## Activity list
1. Answer these questions from the Shéhérazade review:
(a) Who shares the hotel room with Shéhérazade?
(b) Against whom does Zach fight for his territory?
(c) Where does Zach declare that Shéhérazade is his woman and that he loves her?
2. Output a passage of the Shéhérazade review word for word, beginning at the words "And the third" and stopping after "Shéhérazade (Bernard Marlin)".
3. Go on with the Shéhérazade review from where it stops.

After a devastating encounter with his mother, who, being unemployed and living with a younger man, refuses to take him in, Zach seeks Shéhérazade again, looking for a place to sleep. She takes him to the hotel room she shares with the transgender prostitute Zelda (Sofia Bent). Zelda resents the intrusion, and ostensibly starts inhaling hard drugs. Shéhérazade explains that when she was in the streets, also thrown out by her mother and also escaping foyers, Zelda had taken her in. And it is in this sordid little room that the two let their guards down, hold hands, kiss softly and become lovers. This is the first miracle of the film. Marlin captures the innocence and the naiveté (Zach is afraid of the dark, Shéhérazade sucks her thumb) of these two little birds fallen from the nest.

The second miracle is how he builds the character of Shéhérazade. She welcomes Zach in her room, her bed, her arms – although slightly younger than him, she makes up for his mother’s failing and rejection; she is always one or two steps ahead of him; she educates him about the reality of prostitution – that you can be a streetwalker and yet a woman to respect. She teaches him how to be a man – even though, in her world, this eventually means to be a pimp. It starts very organically: Shéhérazade asks Zach to accompany her as she is doing three guys in succession in a doorway. After the first moment of anger and frustration, he gradually slips into the role, enlisting his buddies’ help to fight for his territory against a gang of brutal Bulgarian pimps. Things skid out of control, into a cycle of violence in which Shéhérazade becomes a victim.

And the third miracle happens when Zach takes the floor. In court, in front of the adult world, in front of the society that judges him and has the power to send him back to jail, against his buddies, his mother and their ties to the criminal underworld, facing the possibility of retaliation, he says to all what he had never told her in private: that she is his woman, and he loves her.

Shéhérazade (Bernard Marlin)

## Material provided
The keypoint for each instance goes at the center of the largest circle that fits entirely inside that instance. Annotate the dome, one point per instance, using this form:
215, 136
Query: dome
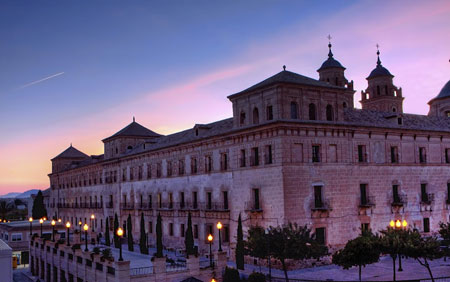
330, 62
445, 91
379, 71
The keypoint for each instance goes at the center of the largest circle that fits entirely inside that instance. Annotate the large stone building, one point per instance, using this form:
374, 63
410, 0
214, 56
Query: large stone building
295, 150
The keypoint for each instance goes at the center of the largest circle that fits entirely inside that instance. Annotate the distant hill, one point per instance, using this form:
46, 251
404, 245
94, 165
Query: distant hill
16, 195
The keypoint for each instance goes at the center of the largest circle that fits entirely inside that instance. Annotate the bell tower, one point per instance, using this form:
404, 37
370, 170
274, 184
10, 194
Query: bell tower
381, 93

## Expected responses
1.
(a) Zelda, a transgender prostitute (played by Sofia Bent)
(b) A gang of brutal Bulgarian pimps
(c) In court

2.
And the third miracle happens when Zach takes the floor. In court, in front of the adult world, in front of the society that judges him and has the power to send him back to jail, against his buddies, his mother and their ties to the criminal underworld, facing the possibility of retaliation, he says to all what he had never told her in private: that she is his woman, and he loves her.

Shéhérazade (Bernard Marlin)

3.
Marlin does not romanticise teenage prostitution in Marseille, the multi-cultural city where he grew up. Like Panahi, he bases his fiction on a real event, and, like him, he painstakingly interviewed non-professional actors. He struck gold with Robert (half Tunisian, half Iraqi) and Fortas (whose name denotes a North African origin), who knew each other in high school and had the experience of jail (for Robert) and foyers (for Fortas). Having immersed himself for months in the milieu of teenage prostitutes, Marlin starts with a montage of archival documents showing the arrival of different communities in the port of Marseille: families on a gangplank, carrying bundles and small children, their papers examined by the police; hundreds of people cooped in transit camps; unattended children playing in working-class streets; shantytowns, their refuse, their loneliness, and toddlers lost in the trash; the footage turns to colour to show the projects built on the northern edge of the Mediterranean metropolis to take the immigrants in: kids play in a waste land. Inhabited by the unescapable weight of reality, the film, however, does not indulge in this pedestrian realism that all-too-often “hides the real”12; instead it opens up vistas toward emotional and mythological truths. While performing their cool poise for our benefit, the protagonists are castaway romantic dreamers, beggar princes in exile. Shéhérazade keeps her mystery.

This opaque kernel around which femininity is constructed does not elude male filmmakers only. In her brief but intriguing career, Yang Mingming has presented female characters that do things they don’t completely comprehend themselves. In her thesis featurette, Nü daoyan (Female Directors, 2012), she collaborated with a former classmate from the National Academy of Chinese Theatre Arts, Guo Yue, to sassily ponder the fate of unemployed art school graduates. Frank and irreverent when talking about sex, the two women played their own parts, and passed the camera back and forth. As they are sleeping (off-screen) with the same (married, older, reasonably well-off) man they call “short stuff”, they honestly pose the question of whether it is sluttish or just plain realistic to trade “pussy” for financial gain or professional advantages. They don’t really find the answer, their friendship is tested, but they keep on energetically sailing toward an uncertain future.

Rouqing shi
 (Girls Always Happy, Yang Mingming)

Flash forward a few years later. Yang Mingming, now in her late twenties, just directed her first feature, Rouqing shi
 (Girls Always Happy) in which she acts the role of a young writer called Xiao Wu (“Little Wu”) – so, like Female Directors, the film elegantly hovers between documentary and fiction – and leaves the spectator wondering how “autobiographical” this all is.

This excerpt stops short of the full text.